> Artículo:
Si tomamos como parámetro la edad de 18 años, que es la que habilita la ciudadanía en Bolivia, retrocederemos hasta 2005; es decir, un tiempo ya alejado de las dictaduras militares y sus consecuencias. Ese simple detalle resulta clave para entender cómo ven las nuevas generaciones al país.
Y aunque esas dictaduras ya formen parte de un pasado cada vez más remoto, no corren los mejores tiempos para la democracia. Lo venía advirtiendo el Latinobarómetro desde hace una década: los jóvenes de ayer ya preferían un sistema que les garantice seguridad física y económica a uno que les permita votar. Este dato ya rondaba el 50 por ciento en países que salieron de trogloditas dictaduras hace menos de 50 años, y se estima que es peor en países que la tienen olvidada.
La aplicación práctica de estas percepciones era una cuestión de tiempo, pero en buena parte del mundo se han instalado gobiernos populistas y personalistas, independientemente de si son de izquierda o de derecha. Se trata de gobiernos que cultivan la eficacia de su presidente, ensalzan su figura y juguetean con la separación de poderes hasta que la pisotean. Ejemplos hay de todos los colores, desde Erdogan en Turquía, pasando por López Obrador en México, hasta llegar a Maduro en Venezuela, aparentemente más populares a lo que fueron los gobiernos de Donald Trump en EEUU, Bolsonaro en Brasil, Meloni en Italia, la “restauración” de los Marcos en Filipinas o bien los gobiernos híbridos, como todavía se puede considerar al de Nayib Bukele, en El Salvador.

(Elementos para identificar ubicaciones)
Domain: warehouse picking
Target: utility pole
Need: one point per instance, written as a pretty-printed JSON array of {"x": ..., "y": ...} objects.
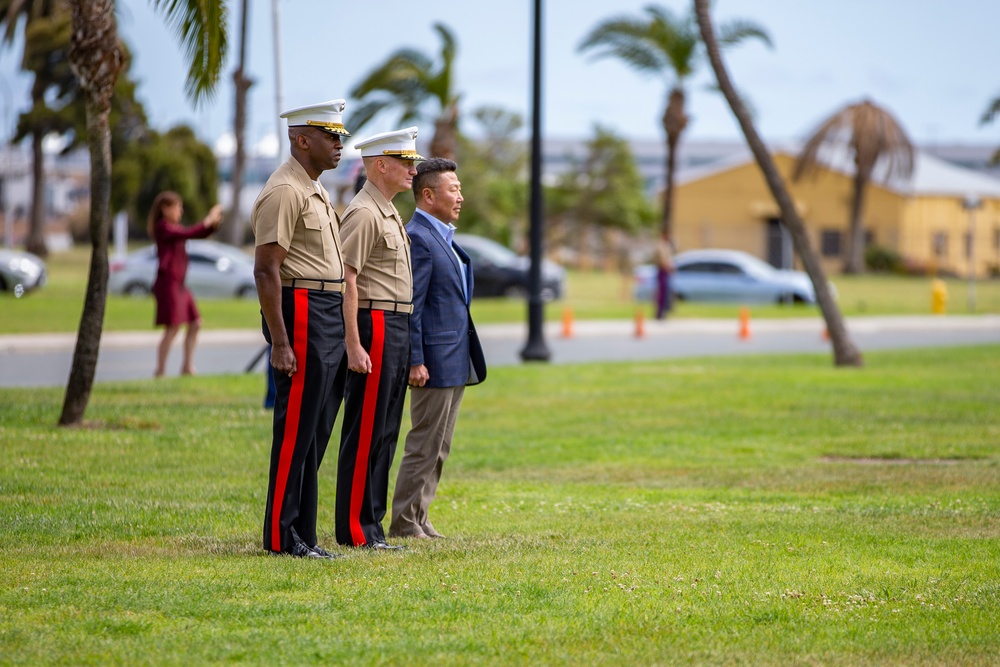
[
  {"x": 279, "y": 102},
  {"x": 536, "y": 349}
]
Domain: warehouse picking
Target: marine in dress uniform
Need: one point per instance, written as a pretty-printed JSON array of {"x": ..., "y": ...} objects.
[
  {"x": 299, "y": 271},
  {"x": 377, "y": 307}
]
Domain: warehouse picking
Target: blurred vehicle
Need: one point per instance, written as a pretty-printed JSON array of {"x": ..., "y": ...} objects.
[
  {"x": 726, "y": 275},
  {"x": 21, "y": 272},
  {"x": 214, "y": 270},
  {"x": 499, "y": 271}
]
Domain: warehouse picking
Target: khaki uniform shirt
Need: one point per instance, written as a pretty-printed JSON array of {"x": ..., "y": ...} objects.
[
  {"x": 291, "y": 212},
  {"x": 377, "y": 246}
]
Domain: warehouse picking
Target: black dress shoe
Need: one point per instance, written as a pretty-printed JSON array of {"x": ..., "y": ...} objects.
[{"x": 300, "y": 550}]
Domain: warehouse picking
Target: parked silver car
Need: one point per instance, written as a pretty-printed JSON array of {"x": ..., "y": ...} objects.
[
  {"x": 727, "y": 275},
  {"x": 214, "y": 270},
  {"x": 20, "y": 272}
]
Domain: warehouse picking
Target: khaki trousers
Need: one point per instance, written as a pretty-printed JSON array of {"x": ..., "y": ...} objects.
[{"x": 433, "y": 412}]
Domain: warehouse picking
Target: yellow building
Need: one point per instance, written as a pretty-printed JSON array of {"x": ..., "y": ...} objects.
[{"x": 926, "y": 219}]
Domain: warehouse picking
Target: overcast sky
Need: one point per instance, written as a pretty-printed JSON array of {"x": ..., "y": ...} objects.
[{"x": 934, "y": 63}]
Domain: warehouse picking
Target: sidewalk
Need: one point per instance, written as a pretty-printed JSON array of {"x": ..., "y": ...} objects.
[
  {"x": 516, "y": 331},
  {"x": 40, "y": 360}
]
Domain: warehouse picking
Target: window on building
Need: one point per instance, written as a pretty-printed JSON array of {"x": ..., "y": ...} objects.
[
  {"x": 829, "y": 243},
  {"x": 939, "y": 244}
]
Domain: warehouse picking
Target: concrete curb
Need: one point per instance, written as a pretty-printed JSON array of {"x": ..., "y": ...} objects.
[{"x": 584, "y": 328}]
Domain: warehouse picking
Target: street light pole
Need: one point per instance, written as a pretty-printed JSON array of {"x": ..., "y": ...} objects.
[
  {"x": 536, "y": 349},
  {"x": 970, "y": 204},
  {"x": 279, "y": 102}
]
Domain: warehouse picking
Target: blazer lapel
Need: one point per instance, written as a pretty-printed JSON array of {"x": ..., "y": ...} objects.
[{"x": 422, "y": 219}]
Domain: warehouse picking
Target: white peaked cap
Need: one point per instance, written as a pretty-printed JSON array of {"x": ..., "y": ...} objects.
[
  {"x": 326, "y": 116},
  {"x": 398, "y": 143}
]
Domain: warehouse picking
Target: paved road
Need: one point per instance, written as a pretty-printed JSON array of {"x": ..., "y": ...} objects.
[{"x": 44, "y": 359}]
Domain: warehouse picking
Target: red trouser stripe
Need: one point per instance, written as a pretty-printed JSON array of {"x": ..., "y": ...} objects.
[
  {"x": 299, "y": 337},
  {"x": 367, "y": 425}
]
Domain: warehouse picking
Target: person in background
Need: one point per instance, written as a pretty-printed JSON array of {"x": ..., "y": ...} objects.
[
  {"x": 174, "y": 302},
  {"x": 664, "y": 267},
  {"x": 377, "y": 307},
  {"x": 445, "y": 354}
]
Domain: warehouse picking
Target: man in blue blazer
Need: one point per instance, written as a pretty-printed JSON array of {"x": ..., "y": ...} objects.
[{"x": 445, "y": 354}]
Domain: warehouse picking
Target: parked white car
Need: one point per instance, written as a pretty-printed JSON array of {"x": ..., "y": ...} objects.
[
  {"x": 214, "y": 270},
  {"x": 20, "y": 272},
  {"x": 727, "y": 275}
]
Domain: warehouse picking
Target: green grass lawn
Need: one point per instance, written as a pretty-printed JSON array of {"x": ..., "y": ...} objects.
[
  {"x": 589, "y": 295},
  {"x": 753, "y": 510}
]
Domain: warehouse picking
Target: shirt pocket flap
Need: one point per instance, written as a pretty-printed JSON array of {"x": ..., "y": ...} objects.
[{"x": 313, "y": 220}]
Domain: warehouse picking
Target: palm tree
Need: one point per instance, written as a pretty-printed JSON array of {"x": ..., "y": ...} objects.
[
  {"x": 96, "y": 57},
  {"x": 668, "y": 46},
  {"x": 236, "y": 224},
  {"x": 46, "y": 36},
  {"x": 844, "y": 351},
  {"x": 408, "y": 80},
  {"x": 872, "y": 135}
]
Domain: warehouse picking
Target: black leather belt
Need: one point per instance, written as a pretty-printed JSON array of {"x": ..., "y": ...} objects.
[
  {"x": 319, "y": 285},
  {"x": 391, "y": 306}
]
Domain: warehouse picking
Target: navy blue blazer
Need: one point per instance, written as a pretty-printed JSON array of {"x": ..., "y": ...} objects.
[{"x": 442, "y": 336}]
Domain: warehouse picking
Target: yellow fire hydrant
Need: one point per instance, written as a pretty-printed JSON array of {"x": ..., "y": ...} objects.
[{"x": 939, "y": 296}]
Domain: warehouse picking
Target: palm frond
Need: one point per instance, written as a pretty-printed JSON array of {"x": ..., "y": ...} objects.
[
  {"x": 627, "y": 39},
  {"x": 407, "y": 79},
  {"x": 201, "y": 27},
  {"x": 870, "y": 133},
  {"x": 740, "y": 30}
]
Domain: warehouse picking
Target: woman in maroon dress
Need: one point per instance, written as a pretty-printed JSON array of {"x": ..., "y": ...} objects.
[{"x": 174, "y": 304}]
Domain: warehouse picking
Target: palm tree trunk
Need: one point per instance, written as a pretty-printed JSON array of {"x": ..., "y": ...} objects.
[
  {"x": 36, "y": 229},
  {"x": 445, "y": 141},
  {"x": 844, "y": 351},
  {"x": 674, "y": 121},
  {"x": 96, "y": 59},
  {"x": 855, "y": 262},
  {"x": 237, "y": 228}
]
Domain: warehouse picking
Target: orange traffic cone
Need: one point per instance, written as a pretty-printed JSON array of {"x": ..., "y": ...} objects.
[
  {"x": 640, "y": 323},
  {"x": 744, "y": 323},
  {"x": 567, "y": 322}
]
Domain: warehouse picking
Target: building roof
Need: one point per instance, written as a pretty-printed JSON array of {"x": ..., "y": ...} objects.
[{"x": 932, "y": 176}]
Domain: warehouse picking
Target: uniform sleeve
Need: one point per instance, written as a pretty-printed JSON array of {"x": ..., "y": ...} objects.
[
  {"x": 359, "y": 232},
  {"x": 274, "y": 215}
]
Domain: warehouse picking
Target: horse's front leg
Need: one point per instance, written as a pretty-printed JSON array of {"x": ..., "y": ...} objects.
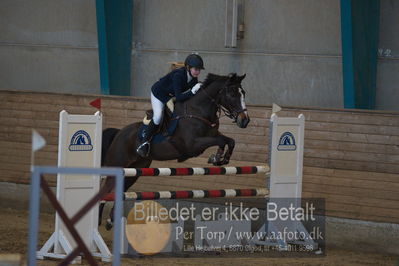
[
  {"x": 202, "y": 143},
  {"x": 230, "y": 147},
  {"x": 221, "y": 158}
]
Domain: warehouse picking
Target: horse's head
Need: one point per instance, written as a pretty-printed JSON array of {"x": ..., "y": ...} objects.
[{"x": 232, "y": 100}]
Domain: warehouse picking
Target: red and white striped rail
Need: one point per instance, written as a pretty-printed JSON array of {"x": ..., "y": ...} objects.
[
  {"x": 244, "y": 170},
  {"x": 191, "y": 194}
]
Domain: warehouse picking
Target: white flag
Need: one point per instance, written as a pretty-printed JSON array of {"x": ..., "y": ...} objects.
[
  {"x": 38, "y": 141},
  {"x": 276, "y": 108}
]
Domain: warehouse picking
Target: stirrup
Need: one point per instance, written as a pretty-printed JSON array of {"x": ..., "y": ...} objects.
[{"x": 140, "y": 149}]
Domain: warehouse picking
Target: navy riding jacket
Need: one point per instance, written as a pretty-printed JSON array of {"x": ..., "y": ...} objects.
[{"x": 174, "y": 84}]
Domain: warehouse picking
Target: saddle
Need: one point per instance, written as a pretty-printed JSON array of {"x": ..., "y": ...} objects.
[{"x": 168, "y": 124}]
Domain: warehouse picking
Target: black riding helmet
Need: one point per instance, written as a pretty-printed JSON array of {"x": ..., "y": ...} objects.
[{"x": 194, "y": 60}]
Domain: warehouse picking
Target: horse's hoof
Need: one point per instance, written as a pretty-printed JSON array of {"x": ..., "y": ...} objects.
[
  {"x": 215, "y": 159},
  {"x": 109, "y": 225}
]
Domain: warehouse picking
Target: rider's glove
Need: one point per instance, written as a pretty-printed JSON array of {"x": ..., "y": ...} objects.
[{"x": 196, "y": 87}]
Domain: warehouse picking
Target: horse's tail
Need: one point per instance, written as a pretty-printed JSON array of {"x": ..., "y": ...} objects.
[{"x": 108, "y": 136}]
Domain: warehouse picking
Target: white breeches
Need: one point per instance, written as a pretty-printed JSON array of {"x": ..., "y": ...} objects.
[{"x": 157, "y": 107}]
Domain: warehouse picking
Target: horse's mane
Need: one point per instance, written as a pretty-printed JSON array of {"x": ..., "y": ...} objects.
[{"x": 212, "y": 78}]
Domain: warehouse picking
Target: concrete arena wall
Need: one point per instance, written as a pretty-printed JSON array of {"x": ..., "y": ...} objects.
[
  {"x": 351, "y": 157},
  {"x": 291, "y": 50}
]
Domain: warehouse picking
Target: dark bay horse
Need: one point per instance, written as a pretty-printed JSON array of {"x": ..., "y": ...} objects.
[{"x": 197, "y": 130}]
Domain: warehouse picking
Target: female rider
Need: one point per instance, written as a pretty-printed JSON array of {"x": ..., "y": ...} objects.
[{"x": 181, "y": 83}]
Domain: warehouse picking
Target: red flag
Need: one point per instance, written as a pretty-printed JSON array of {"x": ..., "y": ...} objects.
[{"x": 96, "y": 103}]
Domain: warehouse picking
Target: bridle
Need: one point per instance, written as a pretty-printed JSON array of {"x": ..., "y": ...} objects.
[{"x": 233, "y": 114}]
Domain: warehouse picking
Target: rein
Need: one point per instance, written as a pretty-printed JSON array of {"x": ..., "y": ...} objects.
[{"x": 230, "y": 114}]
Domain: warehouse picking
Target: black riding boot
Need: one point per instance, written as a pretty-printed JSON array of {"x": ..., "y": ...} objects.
[{"x": 144, "y": 148}]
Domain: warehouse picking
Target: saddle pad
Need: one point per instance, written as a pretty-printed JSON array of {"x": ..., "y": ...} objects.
[{"x": 161, "y": 136}]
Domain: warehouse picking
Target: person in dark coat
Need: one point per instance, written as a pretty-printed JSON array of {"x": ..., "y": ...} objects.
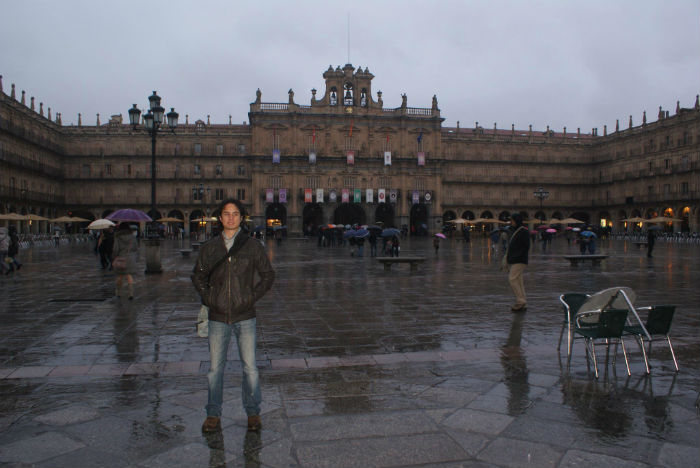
[{"x": 516, "y": 257}]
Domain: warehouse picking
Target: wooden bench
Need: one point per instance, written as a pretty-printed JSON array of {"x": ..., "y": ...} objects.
[
  {"x": 388, "y": 261},
  {"x": 576, "y": 259}
]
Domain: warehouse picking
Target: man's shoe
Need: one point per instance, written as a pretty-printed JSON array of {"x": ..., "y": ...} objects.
[
  {"x": 254, "y": 423},
  {"x": 211, "y": 424}
]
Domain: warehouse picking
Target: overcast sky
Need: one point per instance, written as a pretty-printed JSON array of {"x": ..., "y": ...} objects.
[{"x": 558, "y": 63}]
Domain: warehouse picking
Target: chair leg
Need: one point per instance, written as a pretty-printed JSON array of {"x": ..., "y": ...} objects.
[
  {"x": 624, "y": 351},
  {"x": 673, "y": 355},
  {"x": 595, "y": 361}
]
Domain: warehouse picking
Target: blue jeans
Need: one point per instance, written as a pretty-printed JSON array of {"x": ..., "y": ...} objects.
[{"x": 219, "y": 339}]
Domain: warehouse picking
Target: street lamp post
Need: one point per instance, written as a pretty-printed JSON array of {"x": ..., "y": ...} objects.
[
  {"x": 542, "y": 194},
  {"x": 200, "y": 190},
  {"x": 152, "y": 122}
]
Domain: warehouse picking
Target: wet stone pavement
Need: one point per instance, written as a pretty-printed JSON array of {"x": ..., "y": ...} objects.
[{"x": 359, "y": 367}]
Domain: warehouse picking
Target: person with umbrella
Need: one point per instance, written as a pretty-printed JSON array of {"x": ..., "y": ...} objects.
[{"x": 516, "y": 259}]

> Objetivo del ejercicio: Prosigue el artículo sobre la democracia y las nuevas generaciones a partir de su última oración. El material no interviene en este ejercicio.

> Respuesta del ejercicio:
Por lo general, los sistemas presidencialistas sin suficientes controles en la Constitución facilitan el tipo de gobierno autoritario, donde el poder casi infinito del presidente permite tomar decisiones de alto calado sin debatir en los Parlamentos, pero apelando a la supuesta voluntad de un pueblo secuestrado por los poderes económicos en su forma mediática.
Bolivia fue un ejemplo práctico de esta evolución. El sistema parlamentario se agotó rápidamente en los 90 cuando el tercero fue presidente, como se suele descalificar a Jaime Paz Zamora y su gobierno del triple empate, o cuando se permitía aplicar programas políticos apoyados por apenas un 30 por ciento de la población con consecuencias para el resto. La caída de Gonzalo Sánchez de Lozada y el deterioro posterior culminó en una nueva Constitución presidencialista que, unida a la articulación del poder popular sobre el Movimiento Al Socialismo, le dio poderes absolutos a la figura de Evo Morales con consecuencias para todo el sistema democrático, como se evidenció en el pasado reciente.
Diferentes organizaciones y colectivos activistas vienen advirtiendo de los riesgos que entraña desarticular la participación ciudadana y renegar del sistema democrático, dejando todo el poder para el Ejecutivo de turno. Sin instituciones que controlen el poder, la consolidación de dictaduras de facto que no dan explicaciones y que impulsan leyes a su medida se multiplican.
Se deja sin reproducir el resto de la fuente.